-- begin --
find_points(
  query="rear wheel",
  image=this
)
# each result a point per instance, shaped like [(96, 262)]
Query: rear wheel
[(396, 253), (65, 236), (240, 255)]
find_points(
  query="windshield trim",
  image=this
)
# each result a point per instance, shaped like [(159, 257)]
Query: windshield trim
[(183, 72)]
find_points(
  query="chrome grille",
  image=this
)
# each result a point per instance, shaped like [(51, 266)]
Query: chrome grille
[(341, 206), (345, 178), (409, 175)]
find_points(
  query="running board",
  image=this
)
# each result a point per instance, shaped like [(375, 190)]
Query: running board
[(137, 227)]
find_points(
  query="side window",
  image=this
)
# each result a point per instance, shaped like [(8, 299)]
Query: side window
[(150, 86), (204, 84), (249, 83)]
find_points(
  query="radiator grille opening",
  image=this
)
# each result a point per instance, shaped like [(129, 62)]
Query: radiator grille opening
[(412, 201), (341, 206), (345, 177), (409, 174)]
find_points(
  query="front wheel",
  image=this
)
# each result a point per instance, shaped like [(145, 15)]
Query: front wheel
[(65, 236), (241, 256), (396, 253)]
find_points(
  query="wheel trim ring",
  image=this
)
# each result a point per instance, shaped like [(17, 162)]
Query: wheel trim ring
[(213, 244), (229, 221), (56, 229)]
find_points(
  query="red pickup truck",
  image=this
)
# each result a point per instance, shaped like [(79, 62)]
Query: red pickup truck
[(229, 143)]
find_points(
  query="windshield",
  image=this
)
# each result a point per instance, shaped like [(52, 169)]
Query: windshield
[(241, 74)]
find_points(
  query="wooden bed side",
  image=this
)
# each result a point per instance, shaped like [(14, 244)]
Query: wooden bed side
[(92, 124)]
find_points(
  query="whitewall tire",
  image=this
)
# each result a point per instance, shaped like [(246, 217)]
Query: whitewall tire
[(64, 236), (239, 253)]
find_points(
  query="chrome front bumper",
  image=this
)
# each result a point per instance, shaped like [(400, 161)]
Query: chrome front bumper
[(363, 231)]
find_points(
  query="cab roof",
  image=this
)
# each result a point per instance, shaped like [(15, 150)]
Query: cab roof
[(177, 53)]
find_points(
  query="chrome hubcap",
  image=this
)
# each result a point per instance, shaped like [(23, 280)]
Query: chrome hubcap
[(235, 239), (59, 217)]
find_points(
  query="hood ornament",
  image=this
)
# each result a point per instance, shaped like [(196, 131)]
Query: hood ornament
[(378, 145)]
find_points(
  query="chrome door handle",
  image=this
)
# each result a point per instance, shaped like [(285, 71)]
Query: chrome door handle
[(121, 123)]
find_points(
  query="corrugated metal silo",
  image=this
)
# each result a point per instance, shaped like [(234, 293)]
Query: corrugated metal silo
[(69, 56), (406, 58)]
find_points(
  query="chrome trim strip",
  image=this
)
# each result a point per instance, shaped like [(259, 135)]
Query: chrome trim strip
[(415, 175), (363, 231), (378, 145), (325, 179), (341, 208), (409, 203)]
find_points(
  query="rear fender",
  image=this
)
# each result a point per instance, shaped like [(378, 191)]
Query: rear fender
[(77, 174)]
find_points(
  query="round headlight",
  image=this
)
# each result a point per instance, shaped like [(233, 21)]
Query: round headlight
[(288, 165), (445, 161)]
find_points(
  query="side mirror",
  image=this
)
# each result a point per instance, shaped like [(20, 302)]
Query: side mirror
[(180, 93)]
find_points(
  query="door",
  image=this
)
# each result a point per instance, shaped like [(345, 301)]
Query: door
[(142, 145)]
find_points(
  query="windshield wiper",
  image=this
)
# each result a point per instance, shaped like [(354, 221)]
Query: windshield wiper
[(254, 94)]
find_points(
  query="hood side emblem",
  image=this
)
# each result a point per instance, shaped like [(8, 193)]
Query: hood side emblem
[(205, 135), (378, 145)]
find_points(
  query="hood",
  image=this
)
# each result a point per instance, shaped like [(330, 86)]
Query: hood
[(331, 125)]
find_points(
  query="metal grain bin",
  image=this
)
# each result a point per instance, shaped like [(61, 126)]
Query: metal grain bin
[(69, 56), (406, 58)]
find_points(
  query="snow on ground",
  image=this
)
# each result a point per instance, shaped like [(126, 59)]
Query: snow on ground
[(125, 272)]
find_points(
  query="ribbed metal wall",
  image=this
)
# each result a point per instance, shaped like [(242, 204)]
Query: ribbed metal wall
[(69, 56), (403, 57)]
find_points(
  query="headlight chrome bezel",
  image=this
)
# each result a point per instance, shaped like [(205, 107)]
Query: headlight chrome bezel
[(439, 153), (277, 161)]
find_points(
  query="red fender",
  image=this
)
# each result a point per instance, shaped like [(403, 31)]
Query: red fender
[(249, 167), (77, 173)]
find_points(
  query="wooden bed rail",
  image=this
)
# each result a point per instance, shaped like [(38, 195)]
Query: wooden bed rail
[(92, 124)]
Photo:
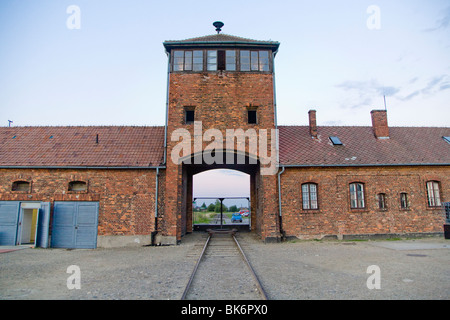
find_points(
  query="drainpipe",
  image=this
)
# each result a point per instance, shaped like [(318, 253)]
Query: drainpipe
[(279, 200), (156, 206), (167, 107)]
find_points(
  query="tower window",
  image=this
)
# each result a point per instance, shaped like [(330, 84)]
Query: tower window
[(230, 60), (254, 60), (188, 60), (189, 115), (211, 60), (198, 60), (252, 119)]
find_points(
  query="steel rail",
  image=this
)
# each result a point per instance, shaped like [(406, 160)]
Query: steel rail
[(252, 271), (183, 297), (243, 256)]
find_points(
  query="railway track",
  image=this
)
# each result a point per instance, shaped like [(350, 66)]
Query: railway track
[(223, 271)]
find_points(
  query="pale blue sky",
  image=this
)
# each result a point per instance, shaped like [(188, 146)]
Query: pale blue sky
[(112, 71)]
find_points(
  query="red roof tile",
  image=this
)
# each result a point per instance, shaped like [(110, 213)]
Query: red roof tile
[(77, 146), (406, 145)]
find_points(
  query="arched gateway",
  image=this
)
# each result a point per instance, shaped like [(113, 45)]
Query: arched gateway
[(220, 114)]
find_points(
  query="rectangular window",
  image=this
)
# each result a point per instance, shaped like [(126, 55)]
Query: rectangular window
[(252, 119), (212, 60), (254, 61), (357, 196), (264, 61), (178, 61), (309, 196), (188, 60), (198, 60), (382, 201), (221, 60), (189, 114), (231, 60), (404, 204), (245, 60), (434, 199)]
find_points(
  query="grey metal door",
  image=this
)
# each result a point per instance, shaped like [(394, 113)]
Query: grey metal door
[(75, 225), (9, 219)]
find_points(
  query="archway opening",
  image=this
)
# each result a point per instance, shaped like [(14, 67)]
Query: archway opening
[(221, 197)]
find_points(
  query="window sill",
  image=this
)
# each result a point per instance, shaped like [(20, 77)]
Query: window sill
[(310, 211), (362, 210)]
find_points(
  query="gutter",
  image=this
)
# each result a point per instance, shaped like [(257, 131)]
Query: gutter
[(83, 167), (364, 165)]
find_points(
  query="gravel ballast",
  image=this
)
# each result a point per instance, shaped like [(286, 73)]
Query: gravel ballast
[(293, 270)]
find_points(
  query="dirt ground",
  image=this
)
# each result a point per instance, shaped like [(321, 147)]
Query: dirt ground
[(296, 270)]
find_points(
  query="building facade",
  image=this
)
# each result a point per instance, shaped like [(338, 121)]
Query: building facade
[(88, 187)]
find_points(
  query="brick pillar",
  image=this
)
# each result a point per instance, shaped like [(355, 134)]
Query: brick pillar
[(270, 226)]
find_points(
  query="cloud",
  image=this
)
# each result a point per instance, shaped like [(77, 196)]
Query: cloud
[(441, 23), (433, 86), (364, 93)]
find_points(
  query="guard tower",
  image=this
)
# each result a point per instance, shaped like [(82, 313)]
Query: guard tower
[(217, 85)]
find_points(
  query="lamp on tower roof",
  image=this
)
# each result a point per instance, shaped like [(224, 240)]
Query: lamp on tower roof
-- end --
EXERCISE DETAILS: Reproduce the material above verbatim, starting from its first line and stopping after the line that contains "[(65, 236), (241, 256), (396, 253)]".

OUTPUT FOR THIS TASK:
find_points(
  query="rear wheel",
  image=this
)
# each result a point per instance, shaped like [(96, 262)]
Query: rear wheel
[(396, 253), (65, 236), (240, 255)]
find_points(
  query="windshield trim",
  image=this
)
# each result a point per instance, shaped like [(159, 257)]
Query: windshield trim
[(183, 72)]
find_points(
  query="chrome grille",
  image=this
)
# each result a point per instance, shaped like [(51, 266)]
Query: chrome grille
[(341, 206), (345, 178), (409, 175)]
find_points(
  query="running board",
  image=this
)
# each result a point per instance, shaped like [(375, 190)]
Query: running board
[(137, 227)]
find_points(
  query="side window",
  image=this
)
# each result a point per instance, shaped like [(8, 299)]
Query: side window
[(150, 86), (204, 84), (249, 83)]
find_points(
  query="radiator grille opening",
  image=this
)
# each result a point per instance, shaped like [(129, 62)]
Query: radiator grille opening
[(412, 201), (341, 206), (345, 177), (409, 174)]
find_points(
  query="front wheel",
  image=this
)
# each result a point per instance, shaped like [(145, 15)]
Query: front wheel
[(65, 236), (241, 256), (396, 253)]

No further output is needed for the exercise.